PROMPT ::
Every line from the line containing "Point to the flag" through the final line below is to be repeated exactly; no other line is.

[Entries taken from a collection]
-=-=-

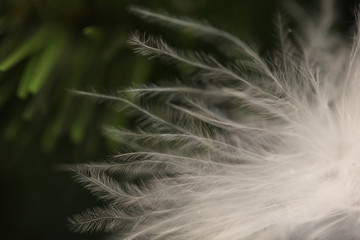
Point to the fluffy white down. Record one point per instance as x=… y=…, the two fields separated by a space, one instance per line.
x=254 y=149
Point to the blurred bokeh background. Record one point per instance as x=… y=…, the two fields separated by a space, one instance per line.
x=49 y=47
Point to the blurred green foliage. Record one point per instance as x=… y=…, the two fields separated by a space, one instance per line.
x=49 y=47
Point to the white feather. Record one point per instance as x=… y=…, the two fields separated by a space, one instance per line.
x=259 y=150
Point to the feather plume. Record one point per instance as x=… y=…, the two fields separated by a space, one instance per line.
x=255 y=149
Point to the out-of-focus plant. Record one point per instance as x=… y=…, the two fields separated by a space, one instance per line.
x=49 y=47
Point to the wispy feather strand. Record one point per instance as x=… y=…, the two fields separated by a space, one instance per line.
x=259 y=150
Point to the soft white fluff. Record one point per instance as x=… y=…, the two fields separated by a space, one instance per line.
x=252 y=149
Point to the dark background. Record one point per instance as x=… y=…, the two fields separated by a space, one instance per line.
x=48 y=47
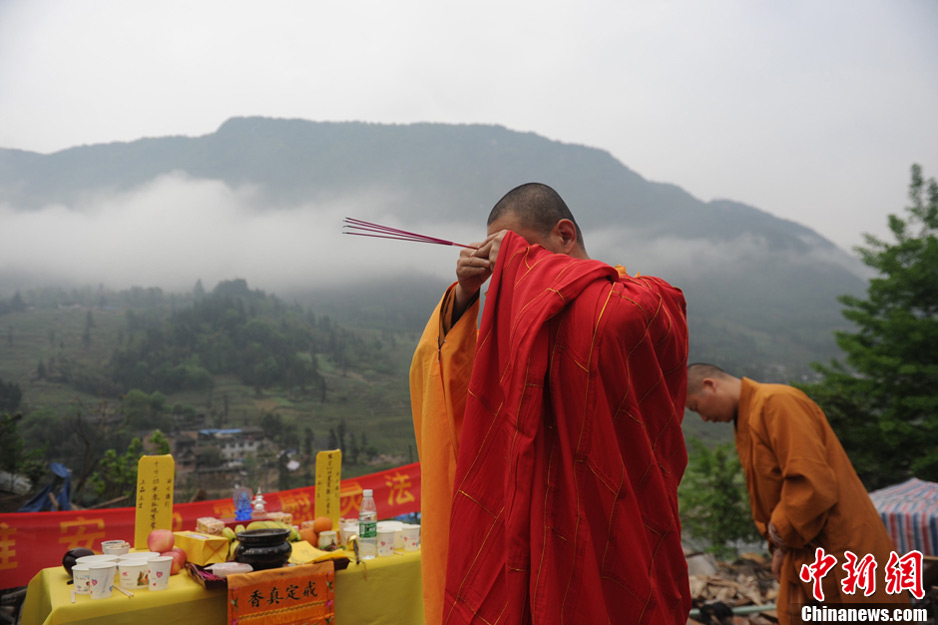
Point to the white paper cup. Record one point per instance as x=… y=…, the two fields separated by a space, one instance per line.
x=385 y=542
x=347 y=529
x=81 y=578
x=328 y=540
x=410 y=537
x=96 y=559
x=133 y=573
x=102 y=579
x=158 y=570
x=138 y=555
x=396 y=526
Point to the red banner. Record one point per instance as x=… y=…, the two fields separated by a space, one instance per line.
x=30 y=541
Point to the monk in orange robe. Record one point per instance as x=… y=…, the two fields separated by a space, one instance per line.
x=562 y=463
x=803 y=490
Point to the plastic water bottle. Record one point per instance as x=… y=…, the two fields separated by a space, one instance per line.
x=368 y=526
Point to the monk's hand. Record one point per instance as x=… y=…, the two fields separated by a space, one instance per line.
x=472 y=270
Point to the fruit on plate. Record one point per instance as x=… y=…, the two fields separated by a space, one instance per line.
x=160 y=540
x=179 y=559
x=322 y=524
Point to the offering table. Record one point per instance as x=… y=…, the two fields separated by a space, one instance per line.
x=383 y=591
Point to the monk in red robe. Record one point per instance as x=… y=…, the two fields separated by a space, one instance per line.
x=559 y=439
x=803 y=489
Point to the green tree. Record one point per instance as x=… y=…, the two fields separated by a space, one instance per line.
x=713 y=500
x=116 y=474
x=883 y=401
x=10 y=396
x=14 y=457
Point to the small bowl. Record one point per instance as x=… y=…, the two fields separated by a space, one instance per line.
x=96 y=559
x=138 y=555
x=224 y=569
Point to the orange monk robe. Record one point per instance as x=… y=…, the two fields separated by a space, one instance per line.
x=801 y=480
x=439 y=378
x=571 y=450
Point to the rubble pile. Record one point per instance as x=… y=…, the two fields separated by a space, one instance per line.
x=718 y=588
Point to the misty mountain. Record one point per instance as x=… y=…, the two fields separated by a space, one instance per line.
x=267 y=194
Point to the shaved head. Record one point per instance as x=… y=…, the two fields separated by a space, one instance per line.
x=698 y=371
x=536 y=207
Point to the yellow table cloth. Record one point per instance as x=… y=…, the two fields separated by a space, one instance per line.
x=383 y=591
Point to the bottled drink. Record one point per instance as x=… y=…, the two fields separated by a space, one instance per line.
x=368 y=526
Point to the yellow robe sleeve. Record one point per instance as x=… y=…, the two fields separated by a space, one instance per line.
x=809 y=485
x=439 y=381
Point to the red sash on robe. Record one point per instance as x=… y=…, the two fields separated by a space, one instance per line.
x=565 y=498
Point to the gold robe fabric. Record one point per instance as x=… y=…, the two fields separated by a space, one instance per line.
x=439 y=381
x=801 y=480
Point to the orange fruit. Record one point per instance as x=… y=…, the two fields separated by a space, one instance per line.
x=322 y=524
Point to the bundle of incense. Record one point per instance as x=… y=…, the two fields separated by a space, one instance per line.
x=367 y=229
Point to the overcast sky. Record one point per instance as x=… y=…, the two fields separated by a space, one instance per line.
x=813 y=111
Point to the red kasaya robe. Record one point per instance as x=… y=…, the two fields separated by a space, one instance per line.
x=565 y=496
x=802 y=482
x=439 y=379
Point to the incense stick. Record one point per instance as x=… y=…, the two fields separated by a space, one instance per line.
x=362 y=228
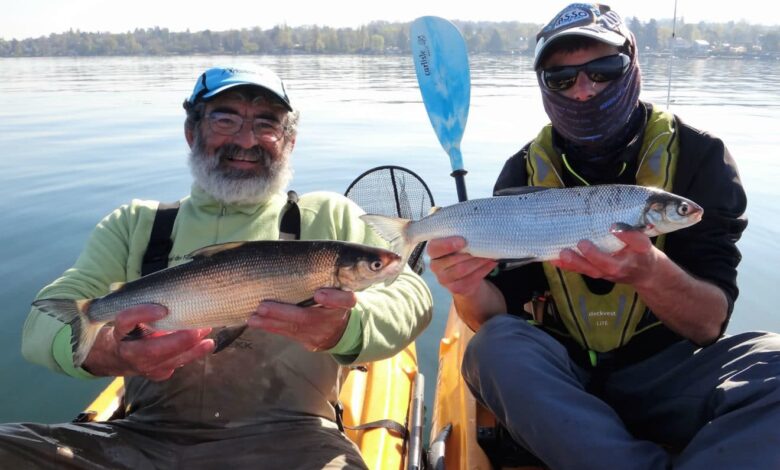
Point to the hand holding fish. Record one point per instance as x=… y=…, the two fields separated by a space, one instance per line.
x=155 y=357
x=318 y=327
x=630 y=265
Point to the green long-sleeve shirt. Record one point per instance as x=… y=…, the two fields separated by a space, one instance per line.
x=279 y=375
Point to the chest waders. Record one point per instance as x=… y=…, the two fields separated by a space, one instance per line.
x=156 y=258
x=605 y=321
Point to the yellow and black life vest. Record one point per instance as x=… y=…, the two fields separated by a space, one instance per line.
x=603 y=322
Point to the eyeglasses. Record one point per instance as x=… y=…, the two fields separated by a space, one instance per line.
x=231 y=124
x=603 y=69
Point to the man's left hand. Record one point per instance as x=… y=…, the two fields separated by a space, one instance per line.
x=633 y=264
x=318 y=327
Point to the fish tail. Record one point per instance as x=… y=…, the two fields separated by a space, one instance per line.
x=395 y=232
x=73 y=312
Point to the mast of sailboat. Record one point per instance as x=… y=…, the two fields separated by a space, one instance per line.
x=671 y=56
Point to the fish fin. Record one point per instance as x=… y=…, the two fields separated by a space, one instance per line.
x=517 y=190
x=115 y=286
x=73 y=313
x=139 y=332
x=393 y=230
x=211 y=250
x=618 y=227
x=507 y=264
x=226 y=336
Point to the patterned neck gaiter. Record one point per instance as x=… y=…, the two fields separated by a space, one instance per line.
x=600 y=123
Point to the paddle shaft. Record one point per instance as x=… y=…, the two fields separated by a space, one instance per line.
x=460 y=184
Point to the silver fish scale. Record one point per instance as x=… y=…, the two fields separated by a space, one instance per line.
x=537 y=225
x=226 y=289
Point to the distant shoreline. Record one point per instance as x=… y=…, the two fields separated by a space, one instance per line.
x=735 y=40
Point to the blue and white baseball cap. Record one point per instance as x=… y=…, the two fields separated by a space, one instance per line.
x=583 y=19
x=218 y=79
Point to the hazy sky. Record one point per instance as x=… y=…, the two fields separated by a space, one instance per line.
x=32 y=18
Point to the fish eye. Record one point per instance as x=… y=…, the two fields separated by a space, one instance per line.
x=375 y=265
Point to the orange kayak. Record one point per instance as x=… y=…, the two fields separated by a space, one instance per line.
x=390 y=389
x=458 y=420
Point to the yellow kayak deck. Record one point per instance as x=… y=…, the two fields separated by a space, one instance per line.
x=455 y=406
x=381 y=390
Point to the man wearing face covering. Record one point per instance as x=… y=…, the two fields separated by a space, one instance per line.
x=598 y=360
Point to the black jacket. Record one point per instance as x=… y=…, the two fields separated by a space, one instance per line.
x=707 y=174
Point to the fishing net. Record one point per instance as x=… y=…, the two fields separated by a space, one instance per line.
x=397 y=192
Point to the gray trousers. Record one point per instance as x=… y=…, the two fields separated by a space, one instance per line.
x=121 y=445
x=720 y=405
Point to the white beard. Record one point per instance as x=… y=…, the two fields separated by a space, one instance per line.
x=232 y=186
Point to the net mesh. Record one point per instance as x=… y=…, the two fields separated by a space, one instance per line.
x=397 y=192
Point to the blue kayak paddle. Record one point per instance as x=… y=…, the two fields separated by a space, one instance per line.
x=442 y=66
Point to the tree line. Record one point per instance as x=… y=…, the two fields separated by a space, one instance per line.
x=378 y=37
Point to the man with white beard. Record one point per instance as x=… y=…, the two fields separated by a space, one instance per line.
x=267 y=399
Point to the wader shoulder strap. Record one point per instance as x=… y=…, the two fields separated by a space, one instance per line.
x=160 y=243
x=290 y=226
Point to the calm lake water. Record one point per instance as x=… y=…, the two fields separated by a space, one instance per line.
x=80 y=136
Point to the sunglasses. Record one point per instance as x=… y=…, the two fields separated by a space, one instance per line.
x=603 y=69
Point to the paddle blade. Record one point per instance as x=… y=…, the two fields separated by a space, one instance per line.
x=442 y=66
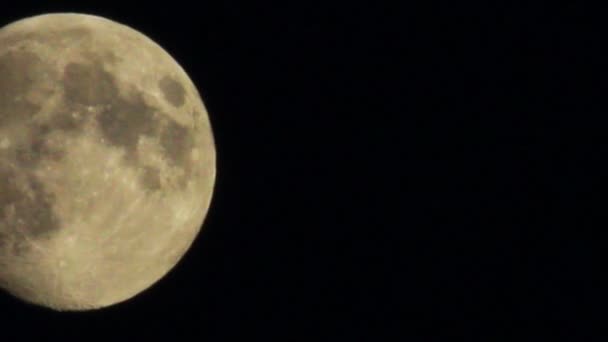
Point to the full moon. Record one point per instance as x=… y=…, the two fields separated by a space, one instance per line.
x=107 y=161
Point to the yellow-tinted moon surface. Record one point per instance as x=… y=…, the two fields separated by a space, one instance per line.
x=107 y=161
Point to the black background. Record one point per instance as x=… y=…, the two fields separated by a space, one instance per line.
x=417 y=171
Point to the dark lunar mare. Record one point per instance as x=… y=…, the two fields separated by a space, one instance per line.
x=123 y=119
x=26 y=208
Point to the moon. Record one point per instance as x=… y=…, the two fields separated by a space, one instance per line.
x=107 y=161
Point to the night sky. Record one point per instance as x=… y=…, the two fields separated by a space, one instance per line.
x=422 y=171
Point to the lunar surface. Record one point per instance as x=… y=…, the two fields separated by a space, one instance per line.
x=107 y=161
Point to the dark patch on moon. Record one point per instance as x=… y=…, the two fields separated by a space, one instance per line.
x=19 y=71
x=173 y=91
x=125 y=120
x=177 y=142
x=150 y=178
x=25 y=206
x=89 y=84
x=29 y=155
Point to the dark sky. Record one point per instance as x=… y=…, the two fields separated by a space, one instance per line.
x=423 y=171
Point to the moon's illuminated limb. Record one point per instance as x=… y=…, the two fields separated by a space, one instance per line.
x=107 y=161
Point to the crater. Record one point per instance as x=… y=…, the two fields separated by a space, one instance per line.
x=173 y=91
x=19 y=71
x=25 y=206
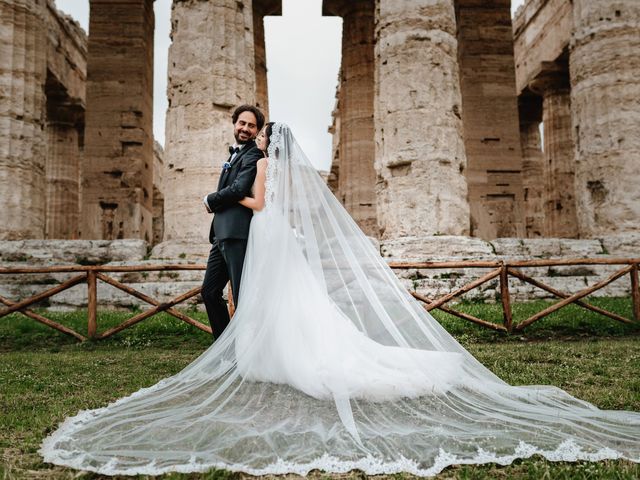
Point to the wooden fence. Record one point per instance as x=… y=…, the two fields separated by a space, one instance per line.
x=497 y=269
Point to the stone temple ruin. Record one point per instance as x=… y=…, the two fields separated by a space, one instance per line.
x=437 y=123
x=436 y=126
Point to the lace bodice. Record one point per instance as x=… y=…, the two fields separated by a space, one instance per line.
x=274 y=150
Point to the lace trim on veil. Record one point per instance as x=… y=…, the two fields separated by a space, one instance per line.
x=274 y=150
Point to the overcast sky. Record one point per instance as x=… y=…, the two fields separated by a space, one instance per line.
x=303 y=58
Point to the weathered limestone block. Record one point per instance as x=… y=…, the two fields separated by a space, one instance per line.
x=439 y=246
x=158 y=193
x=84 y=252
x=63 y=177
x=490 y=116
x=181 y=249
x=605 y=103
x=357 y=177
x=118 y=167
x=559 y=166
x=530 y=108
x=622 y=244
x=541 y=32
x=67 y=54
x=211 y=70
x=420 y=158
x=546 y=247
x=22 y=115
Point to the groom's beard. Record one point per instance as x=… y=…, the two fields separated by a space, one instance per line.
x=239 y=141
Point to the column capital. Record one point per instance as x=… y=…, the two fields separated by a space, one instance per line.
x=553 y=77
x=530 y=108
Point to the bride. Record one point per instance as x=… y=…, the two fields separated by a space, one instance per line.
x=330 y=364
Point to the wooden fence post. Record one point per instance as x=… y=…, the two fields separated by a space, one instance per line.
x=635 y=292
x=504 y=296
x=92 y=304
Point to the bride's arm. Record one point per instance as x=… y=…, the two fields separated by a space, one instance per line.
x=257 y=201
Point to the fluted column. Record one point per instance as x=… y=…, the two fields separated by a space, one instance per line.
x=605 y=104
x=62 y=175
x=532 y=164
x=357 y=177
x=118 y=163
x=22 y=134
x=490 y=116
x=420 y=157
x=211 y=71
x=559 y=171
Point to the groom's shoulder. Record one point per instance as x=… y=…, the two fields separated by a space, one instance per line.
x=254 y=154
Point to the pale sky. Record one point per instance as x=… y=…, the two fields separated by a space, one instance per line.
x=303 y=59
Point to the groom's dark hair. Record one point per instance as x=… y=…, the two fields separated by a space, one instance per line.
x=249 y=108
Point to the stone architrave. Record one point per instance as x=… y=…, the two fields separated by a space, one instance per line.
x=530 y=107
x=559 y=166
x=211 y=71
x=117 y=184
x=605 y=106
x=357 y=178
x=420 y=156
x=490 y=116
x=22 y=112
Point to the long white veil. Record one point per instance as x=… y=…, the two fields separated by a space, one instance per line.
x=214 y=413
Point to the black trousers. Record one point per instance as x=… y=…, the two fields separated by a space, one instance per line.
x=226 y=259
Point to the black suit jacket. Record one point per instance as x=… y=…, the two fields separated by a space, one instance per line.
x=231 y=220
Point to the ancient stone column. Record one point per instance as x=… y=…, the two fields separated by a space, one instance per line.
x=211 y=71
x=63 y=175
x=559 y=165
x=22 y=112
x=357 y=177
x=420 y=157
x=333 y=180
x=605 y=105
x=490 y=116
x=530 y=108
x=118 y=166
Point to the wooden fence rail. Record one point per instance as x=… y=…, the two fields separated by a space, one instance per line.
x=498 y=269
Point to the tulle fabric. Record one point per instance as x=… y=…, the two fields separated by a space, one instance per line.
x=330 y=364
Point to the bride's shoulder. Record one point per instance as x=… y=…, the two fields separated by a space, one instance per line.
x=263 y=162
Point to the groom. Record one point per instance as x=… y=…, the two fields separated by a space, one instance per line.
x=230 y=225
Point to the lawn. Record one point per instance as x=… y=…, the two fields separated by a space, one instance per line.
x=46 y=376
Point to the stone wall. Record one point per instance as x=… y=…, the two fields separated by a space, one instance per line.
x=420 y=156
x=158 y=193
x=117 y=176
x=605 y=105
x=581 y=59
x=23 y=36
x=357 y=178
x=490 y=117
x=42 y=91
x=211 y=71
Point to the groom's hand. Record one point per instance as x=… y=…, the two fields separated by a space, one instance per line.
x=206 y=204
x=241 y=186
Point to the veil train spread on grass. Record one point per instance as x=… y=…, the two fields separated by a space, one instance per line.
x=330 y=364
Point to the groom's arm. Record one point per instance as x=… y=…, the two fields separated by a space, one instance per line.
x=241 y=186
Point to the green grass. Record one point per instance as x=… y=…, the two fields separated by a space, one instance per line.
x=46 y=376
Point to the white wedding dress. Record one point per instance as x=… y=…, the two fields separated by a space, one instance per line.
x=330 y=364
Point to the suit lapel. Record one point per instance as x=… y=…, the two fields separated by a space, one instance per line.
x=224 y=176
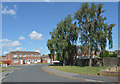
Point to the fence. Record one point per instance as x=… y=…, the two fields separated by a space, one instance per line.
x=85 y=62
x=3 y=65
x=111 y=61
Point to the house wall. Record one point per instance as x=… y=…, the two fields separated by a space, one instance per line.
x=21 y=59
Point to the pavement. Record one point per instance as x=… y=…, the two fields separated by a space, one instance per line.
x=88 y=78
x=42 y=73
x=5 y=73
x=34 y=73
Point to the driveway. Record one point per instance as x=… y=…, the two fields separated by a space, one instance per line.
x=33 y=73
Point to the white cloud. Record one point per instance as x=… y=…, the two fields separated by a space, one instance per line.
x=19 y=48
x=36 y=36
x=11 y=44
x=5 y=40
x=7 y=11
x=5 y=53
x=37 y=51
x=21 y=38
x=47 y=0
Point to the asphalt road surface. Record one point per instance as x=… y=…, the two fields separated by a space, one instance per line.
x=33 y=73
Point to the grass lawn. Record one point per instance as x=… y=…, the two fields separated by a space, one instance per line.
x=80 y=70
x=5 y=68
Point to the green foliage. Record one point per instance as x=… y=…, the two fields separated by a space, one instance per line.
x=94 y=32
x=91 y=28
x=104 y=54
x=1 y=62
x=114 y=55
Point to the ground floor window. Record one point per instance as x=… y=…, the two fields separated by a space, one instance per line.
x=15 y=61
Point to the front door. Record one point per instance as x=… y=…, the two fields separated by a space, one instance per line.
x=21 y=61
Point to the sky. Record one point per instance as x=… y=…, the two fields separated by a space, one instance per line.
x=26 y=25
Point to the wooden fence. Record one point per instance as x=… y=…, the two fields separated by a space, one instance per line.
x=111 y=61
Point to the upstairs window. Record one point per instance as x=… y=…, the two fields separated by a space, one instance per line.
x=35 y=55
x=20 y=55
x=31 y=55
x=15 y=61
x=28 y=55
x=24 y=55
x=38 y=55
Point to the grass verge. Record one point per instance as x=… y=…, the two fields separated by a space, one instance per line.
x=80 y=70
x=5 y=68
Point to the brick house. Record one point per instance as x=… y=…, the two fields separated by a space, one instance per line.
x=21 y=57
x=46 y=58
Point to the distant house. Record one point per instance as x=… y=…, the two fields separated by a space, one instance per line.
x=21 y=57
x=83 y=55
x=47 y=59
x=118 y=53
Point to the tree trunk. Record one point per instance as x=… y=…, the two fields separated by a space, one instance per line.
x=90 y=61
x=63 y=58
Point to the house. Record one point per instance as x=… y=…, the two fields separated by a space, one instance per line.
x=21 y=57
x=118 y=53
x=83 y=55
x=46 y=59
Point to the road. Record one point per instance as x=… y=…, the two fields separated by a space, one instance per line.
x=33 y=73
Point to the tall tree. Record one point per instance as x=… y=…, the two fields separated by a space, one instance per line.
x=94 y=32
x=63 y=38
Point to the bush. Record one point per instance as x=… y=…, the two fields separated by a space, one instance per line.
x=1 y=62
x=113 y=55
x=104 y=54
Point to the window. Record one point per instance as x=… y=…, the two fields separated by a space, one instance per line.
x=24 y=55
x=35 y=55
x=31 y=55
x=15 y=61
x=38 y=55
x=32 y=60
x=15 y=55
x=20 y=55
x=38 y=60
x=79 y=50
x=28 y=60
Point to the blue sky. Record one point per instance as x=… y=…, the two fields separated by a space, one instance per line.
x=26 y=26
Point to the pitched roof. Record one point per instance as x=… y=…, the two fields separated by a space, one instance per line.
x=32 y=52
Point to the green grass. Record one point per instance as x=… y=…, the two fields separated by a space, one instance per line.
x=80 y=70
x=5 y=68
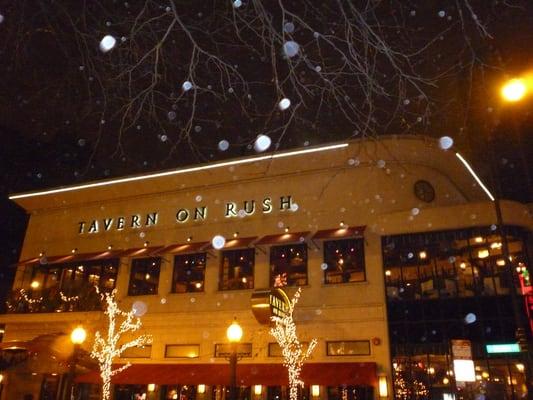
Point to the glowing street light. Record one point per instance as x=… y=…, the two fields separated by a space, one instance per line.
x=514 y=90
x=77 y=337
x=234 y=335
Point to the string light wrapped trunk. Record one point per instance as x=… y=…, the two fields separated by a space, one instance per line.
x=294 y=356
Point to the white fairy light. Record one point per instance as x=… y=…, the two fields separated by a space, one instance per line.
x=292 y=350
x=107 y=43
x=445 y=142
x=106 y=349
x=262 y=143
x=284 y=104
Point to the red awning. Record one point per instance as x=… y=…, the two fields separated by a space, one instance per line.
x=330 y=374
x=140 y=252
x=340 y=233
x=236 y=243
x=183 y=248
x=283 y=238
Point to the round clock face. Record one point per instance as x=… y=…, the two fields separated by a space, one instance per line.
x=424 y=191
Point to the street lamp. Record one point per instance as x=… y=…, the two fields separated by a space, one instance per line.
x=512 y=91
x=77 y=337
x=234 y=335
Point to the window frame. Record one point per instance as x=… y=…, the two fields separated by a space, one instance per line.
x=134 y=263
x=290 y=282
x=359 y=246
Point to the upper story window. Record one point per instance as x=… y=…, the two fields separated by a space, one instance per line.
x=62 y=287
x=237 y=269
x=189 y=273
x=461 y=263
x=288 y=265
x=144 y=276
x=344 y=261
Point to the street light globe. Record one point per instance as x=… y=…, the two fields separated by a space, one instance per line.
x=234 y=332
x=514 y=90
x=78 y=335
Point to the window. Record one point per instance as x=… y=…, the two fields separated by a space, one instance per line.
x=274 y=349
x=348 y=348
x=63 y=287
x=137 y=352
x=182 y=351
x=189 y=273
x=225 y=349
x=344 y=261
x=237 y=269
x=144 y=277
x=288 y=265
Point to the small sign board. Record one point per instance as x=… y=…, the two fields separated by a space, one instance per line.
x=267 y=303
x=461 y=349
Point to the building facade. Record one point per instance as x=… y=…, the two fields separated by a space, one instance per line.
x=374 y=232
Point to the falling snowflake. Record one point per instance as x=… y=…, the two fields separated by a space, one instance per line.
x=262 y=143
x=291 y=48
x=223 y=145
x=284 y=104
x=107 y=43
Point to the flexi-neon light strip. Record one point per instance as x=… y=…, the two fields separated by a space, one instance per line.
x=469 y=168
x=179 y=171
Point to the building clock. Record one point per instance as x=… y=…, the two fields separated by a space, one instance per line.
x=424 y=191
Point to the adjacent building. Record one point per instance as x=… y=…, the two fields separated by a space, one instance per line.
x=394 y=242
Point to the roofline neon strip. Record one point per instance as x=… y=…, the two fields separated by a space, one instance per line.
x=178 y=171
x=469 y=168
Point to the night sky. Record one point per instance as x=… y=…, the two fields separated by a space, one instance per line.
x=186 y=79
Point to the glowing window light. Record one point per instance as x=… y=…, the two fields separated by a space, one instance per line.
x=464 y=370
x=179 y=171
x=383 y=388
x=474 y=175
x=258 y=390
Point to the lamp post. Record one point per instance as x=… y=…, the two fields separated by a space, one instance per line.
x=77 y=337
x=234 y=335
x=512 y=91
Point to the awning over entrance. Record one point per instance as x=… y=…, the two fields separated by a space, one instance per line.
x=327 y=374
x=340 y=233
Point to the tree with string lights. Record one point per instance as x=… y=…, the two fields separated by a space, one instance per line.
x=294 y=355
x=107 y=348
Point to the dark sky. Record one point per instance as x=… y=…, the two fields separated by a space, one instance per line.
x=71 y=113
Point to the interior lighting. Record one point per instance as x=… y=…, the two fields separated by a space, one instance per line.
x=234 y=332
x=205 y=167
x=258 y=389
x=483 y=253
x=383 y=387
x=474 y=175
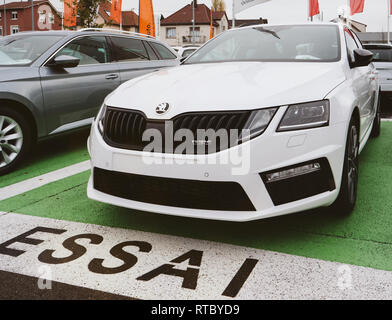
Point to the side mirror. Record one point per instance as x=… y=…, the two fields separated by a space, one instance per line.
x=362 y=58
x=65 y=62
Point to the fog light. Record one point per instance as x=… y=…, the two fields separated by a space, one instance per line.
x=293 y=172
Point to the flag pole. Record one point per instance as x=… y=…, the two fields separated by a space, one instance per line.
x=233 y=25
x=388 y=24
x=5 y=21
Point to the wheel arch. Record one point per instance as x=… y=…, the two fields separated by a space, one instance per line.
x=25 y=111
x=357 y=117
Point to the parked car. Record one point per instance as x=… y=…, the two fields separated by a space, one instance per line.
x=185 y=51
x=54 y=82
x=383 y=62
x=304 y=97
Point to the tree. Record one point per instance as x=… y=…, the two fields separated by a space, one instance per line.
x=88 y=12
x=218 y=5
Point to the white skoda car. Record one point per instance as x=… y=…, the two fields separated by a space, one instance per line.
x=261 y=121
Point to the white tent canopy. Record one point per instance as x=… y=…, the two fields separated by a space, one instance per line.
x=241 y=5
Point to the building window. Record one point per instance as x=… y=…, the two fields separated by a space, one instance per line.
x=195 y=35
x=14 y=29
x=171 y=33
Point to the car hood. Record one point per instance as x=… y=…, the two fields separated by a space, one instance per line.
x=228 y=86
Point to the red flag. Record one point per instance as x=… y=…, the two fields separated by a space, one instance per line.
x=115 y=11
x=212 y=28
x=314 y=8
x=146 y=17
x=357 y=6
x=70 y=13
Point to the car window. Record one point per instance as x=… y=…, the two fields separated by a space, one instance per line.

-=-=-

ANSWER TO THE EXERCISE ::
Point to the flag pole. Record one point per instance as x=… y=…, the two fields separated by a space, one instance per line.
x=233 y=25
x=388 y=24
x=5 y=21
Point to the wheel arch. Record one point per instance as x=… y=…, the two fields separated by a space, one instance per line.
x=25 y=111
x=357 y=117
Point to the parked car. Record one point per instance as x=… y=…, the two fields separated by a space, one instance per line.
x=185 y=51
x=54 y=82
x=383 y=62
x=304 y=97
Point to the tree. Record one point per instance as x=… y=…, the two fields separated by a space, one instance per line.
x=88 y=12
x=218 y=5
Point to the white skoda car. Record one point per instance as x=… y=…, the two fields separated by a space, one instance per line.
x=261 y=121
Point to the white tent canopy. Record one point per instance as x=… y=…, the two fields separated by a space, one instance per line.
x=241 y=5
Point to the building window. Record one point per instance as x=… y=…, the two fields separated by a space, one instance per line.
x=195 y=35
x=14 y=29
x=171 y=33
Point to the car hood. Record one point per instance as x=… y=…, the two fields separated by a space, one instance per line.
x=228 y=86
Point to the red flag. Record one point per instance as x=… y=…, the two fields separated by a space, one instance per line.
x=115 y=11
x=212 y=28
x=314 y=8
x=146 y=17
x=357 y=6
x=70 y=13
Point to the car window. Record one point per instance as x=… y=…, the two fields separated by a space, one instance per line.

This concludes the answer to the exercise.